Ever mess around with Tarot cards? They’re those “fortune telling” cards from the ancient world that some believe have mystical powers. The person getting a Tarot card reading asks a personal question, the reader shuffles and then displays the cards on a table in a particular ritualistic pattern. The insights that come out of such a session are often quite profound.

I believe Tarot cards actually work, but not because they are magic.

I believe they work because they force a person to pay attention to disruptive information. Here’s what I mean. In order for new ideas to happen, different information must collide in one’s head. The information you have in your “collective experience” must collide with information “out there,” be that from something you stumble across in your environment or something from someone else’s head. The problem is, people tend to be rhythmic and live rhythmically, going through their day-to-day lives with much of what’s around them going unnoticed. And much of what’s around us is information just begging to collide with our personal information. As a result, I’d venture that millions of new ideas per minute, worldwide, never crystallize because potential new connections are not made. And they’re not made because we’re not paying attention.

________________________

• [What to produce]
Answer these questions using the passage on Tarot cards.
1. What does the reader do after the person asks a personal question?
2. Why does the writer believe Tarot cards work?
3. For new ideas to happen, what must collide in one's head?

________________________

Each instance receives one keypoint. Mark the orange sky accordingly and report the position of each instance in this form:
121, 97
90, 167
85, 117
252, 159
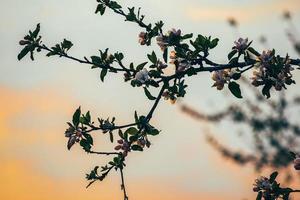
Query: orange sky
38, 98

________________________

• [Answer]
1. The reader shuffles the cards and displays them on a table in a particular ritualistic pattern.
2. They force a person to pay attention to disruptive information.
3. Different information must collide: the information in one's "collective experience" must collide with information "out there."